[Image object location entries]

• • • • •

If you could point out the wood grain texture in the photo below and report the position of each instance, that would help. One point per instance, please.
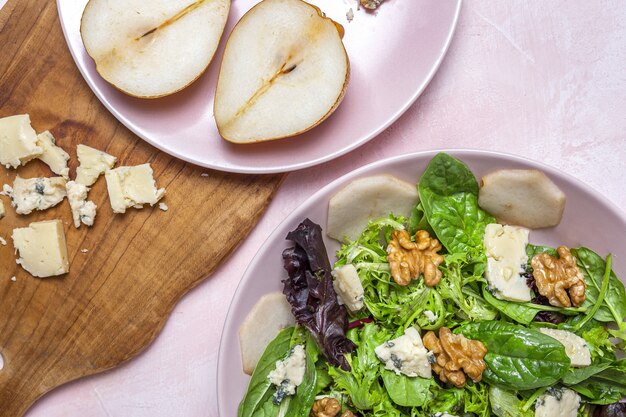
(119, 294)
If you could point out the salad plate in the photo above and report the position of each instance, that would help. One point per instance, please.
(393, 53)
(588, 220)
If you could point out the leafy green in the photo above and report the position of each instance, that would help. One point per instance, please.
(449, 196)
(507, 404)
(258, 399)
(518, 358)
(613, 307)
(362, 382)
(408, 391)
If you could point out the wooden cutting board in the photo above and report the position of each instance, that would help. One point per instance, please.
(119, 294)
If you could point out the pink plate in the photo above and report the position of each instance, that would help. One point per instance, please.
(393, 55)
(589, 220)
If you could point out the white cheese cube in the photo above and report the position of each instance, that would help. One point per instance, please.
(557, 402)
(289, 373)
(405, 355)
(82, 210)
(37, 193)
(505, 247)
(42, 248)
(132, 187)
(576, 347)
(93, 163)
(18, 141)
(348, 287)
(53, 156)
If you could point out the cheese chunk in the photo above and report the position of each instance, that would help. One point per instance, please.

• • • • •

**OBJECTIVE**
Could you repeat all of the records above word for word, leaving the pictures out?

**SOLUTION**
If you could point out the wood grain texture in the photo below and report the position of each instance, that would help. One point per instance, please.
(119, 294)
If you could point out the salad plate in the photo above and report the position of each instance, that would help. One point per instance, please.
(393, 53)
(588, 220)
If you could point out the leafy green in the photo above and report the position of each instance, that would help. One point per instance, please.
(449, 196)
(507, 404)
(258, 399)
(518, 358)
(613, 307)
(362, 382)
(408, 391)
If you could point out the wooden cutting board in the photo above and report the position of each instance, that would help. One point per instance, please.
(119, 294)
If you could point out the pink plate in the photo above and report the position of each instance, that would help. One point per instance, please.
(393, 55)
(589, 220)
If you could point out the white cheese cube in the photo above and report the position of each instance, that would help. One point per instance, please.
(557, 402)
(289, 373)
(405, 355)
(82, 210)
(37, 193)
(505, 247)
(42, 248)
(132, 187)
(576, 347)
(93, 163)
(18, 141)
(348, 287)
(53, 156)
If you could point out the cheese chunk in the photo above and report the position of each instance, that would help. One point per instance, please.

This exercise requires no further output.